### [TASK]
How many lines in the items below contain the word "brown", counting only matches with the same capitalization? Reply with the number alone.

Point annotation records:

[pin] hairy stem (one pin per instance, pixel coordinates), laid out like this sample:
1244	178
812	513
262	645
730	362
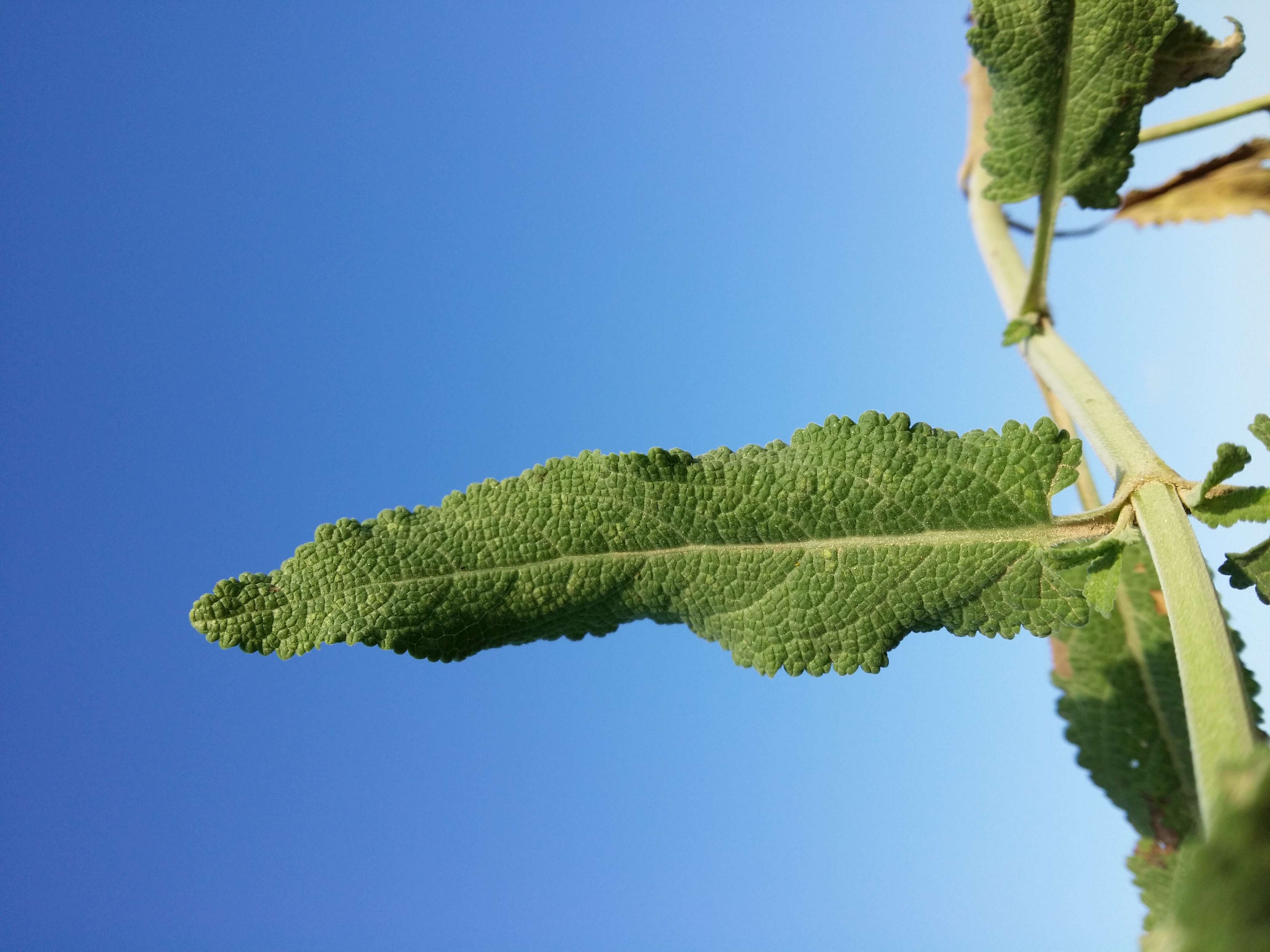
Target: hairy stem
1217	709
1085	488
1204	120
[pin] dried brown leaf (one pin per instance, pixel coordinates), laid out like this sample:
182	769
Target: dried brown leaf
1237	183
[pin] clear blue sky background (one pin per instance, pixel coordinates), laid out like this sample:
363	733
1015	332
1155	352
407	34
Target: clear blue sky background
269	266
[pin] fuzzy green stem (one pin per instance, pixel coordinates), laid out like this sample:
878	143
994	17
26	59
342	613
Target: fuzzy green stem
1217	710
1204	120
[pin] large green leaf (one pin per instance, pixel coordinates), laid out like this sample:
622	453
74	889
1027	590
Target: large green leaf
1123	704
812	557
1070	81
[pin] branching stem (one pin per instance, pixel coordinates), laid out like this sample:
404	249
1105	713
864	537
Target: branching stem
1217	710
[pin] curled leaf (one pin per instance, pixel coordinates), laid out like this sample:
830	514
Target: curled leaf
1231	459
1070	79
1226	506
1249	569
1237	183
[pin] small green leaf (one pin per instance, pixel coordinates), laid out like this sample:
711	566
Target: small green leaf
1260	428
1155	867
1222	895
1070	81
1236	504
1123	704
1018	332
812	557
1103	579
1191	54
1231	459
1249	569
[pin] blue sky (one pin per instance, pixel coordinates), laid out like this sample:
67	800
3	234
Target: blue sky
269	266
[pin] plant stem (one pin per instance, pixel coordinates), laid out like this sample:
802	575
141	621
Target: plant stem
1204	120
1217	708
1213	692
1085	488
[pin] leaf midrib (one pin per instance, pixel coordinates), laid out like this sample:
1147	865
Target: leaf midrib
1062	530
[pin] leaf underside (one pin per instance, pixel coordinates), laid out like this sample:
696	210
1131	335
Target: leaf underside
1135	747
1236	183
811	557
1226	507
1260	428
1070	81
1123	702
1189	54
1250	569
1222	897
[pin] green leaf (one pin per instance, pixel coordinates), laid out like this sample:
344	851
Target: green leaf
1260	428
1103	579
1222	897
812	557
1231	459
1070	81
1123	704
1019	331
1235	504
1249	569
1191	54
1156	870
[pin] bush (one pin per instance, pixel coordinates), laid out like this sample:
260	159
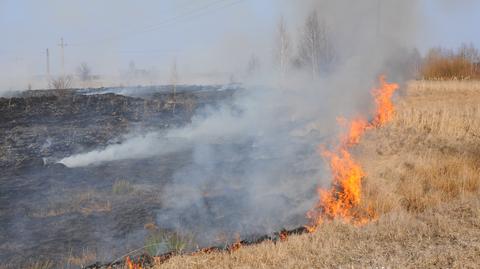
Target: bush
443	64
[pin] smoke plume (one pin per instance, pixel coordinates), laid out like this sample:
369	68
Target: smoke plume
253	166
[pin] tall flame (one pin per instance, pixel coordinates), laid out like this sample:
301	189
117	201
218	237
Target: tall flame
341	199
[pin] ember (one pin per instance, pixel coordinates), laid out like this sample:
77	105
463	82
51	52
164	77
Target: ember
345	194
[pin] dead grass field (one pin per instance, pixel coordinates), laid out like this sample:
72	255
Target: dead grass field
423	180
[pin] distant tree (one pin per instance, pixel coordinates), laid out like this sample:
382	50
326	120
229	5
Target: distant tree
316	50
61	83
174	81
253	65
470	53
84	72
283	47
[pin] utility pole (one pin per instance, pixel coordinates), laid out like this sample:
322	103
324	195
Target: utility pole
48	66
379	14
62	46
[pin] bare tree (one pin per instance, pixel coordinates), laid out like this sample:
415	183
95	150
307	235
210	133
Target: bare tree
283	47
84	72
61	83
174	81
253	65
469	53
316	49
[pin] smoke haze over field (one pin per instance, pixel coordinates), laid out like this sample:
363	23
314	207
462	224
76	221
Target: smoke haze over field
156	32
244	163
254	165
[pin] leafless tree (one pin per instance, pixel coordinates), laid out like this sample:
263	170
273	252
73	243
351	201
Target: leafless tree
283	47
84	72
174	81
316	49
470	53
253	65
61	83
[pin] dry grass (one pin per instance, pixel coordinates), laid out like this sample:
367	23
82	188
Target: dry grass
423	180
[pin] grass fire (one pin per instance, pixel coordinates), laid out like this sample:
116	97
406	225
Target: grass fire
239	134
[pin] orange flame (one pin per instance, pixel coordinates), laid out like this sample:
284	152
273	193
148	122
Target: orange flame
345	194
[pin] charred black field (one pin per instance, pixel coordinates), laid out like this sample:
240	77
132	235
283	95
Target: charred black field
179	195
86	214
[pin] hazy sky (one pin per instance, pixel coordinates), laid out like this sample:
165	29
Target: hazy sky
108	34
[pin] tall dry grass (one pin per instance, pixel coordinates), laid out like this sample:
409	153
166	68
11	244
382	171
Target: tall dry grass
423	181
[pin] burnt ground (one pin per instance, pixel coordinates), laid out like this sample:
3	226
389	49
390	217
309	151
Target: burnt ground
76	216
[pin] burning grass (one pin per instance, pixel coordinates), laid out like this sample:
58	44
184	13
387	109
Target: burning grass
421	178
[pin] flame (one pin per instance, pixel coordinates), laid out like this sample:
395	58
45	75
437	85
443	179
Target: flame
342	199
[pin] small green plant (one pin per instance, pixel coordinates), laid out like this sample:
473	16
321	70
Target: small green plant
122	187
42	265
161	241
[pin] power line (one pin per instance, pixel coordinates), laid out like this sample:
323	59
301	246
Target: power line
185	15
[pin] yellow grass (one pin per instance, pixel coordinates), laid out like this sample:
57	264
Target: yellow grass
423	180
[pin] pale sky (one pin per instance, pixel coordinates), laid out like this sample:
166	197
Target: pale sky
108	34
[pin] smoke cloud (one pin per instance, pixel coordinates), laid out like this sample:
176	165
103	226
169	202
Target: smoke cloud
254	165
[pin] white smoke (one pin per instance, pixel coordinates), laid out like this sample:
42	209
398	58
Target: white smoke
254	165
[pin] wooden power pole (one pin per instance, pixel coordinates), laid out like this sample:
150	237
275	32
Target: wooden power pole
62	46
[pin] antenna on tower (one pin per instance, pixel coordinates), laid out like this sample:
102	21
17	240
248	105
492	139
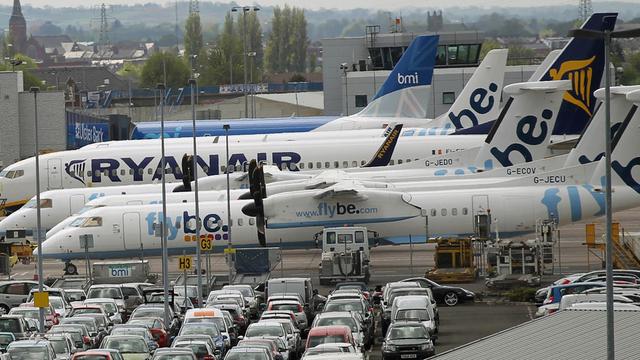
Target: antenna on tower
585	10
103	35
194	7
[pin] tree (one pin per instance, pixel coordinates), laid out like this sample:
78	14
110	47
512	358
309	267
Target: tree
163	64
286	48
192	35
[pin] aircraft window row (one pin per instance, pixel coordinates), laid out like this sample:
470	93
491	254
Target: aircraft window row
11	174
444	211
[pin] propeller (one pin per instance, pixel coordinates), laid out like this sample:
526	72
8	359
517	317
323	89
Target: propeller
187	174
257	192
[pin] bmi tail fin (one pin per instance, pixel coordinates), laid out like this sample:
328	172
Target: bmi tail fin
479	101
582	62
382	157
590	146
404	91
525	124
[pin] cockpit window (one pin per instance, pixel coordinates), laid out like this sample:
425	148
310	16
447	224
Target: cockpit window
93	221
11	174
77	222
44	203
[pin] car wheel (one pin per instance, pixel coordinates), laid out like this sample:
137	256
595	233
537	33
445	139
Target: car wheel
451	299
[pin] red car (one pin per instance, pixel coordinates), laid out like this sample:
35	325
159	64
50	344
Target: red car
157	328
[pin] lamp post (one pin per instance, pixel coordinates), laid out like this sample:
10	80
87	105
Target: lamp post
229	243
163	231
192	83
244	9
607	35
35	91
344	67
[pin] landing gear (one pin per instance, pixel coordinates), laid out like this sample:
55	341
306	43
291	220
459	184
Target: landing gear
70	269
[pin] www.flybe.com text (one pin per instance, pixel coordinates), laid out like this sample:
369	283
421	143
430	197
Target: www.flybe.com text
330	210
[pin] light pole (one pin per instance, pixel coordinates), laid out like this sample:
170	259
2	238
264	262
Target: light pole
344	67
35	91
163	231
229	243
192	83
607	35
252	56
244	9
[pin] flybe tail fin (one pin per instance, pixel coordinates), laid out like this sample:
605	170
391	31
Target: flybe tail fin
582	62
624	157
590	146
479	101
384	153
404	92
523	131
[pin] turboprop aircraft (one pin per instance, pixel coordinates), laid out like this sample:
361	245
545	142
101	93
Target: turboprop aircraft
291	219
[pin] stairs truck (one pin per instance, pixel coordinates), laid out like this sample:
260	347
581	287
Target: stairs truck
345	254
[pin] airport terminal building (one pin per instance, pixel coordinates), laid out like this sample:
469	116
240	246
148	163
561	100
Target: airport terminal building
354	68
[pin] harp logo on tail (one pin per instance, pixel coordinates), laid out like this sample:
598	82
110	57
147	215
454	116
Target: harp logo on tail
580	72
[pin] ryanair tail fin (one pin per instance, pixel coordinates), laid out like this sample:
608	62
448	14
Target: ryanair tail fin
523	131
590	146
479	101
404	92
582	62
382	157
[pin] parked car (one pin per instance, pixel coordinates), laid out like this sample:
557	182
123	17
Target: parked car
14	292
406	340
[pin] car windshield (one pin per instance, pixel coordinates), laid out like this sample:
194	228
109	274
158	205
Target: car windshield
126	345
218	321
292	307
408	332
246	292
344	306
200	329
173	357
327	349
413	314
246	356
148	312
255	331
199	349
80	311
28	353
325	339
347	321
60	346
10	325
112	293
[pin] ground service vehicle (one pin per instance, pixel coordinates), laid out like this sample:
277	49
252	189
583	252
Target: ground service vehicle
345	254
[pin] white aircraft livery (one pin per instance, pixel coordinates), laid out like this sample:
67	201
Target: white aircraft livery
566	195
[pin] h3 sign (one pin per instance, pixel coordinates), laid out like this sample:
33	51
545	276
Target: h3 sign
185	262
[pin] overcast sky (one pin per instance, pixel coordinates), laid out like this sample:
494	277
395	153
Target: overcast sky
315	4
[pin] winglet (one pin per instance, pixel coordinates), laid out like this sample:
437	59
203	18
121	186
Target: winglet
382	157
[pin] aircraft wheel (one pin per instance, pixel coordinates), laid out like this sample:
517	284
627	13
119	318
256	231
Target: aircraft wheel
70	269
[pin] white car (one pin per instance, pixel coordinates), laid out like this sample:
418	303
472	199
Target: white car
291	305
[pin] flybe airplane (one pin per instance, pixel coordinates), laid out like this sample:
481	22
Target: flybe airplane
56	205
566	195
576	61
60	204
474	101
521	134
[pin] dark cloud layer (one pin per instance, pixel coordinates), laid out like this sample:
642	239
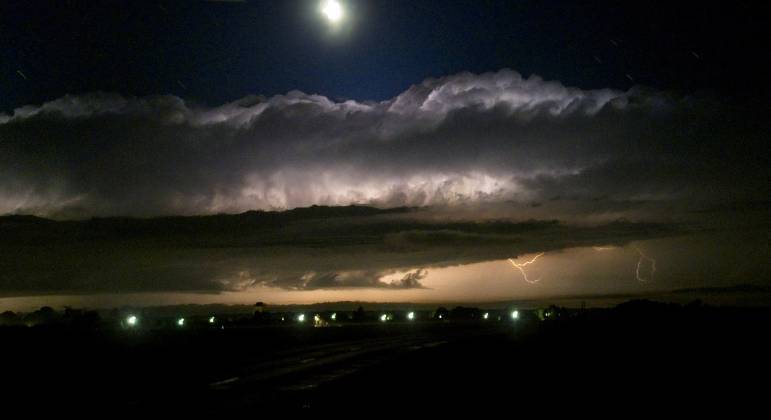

### [CORRECT OUTPUT]
2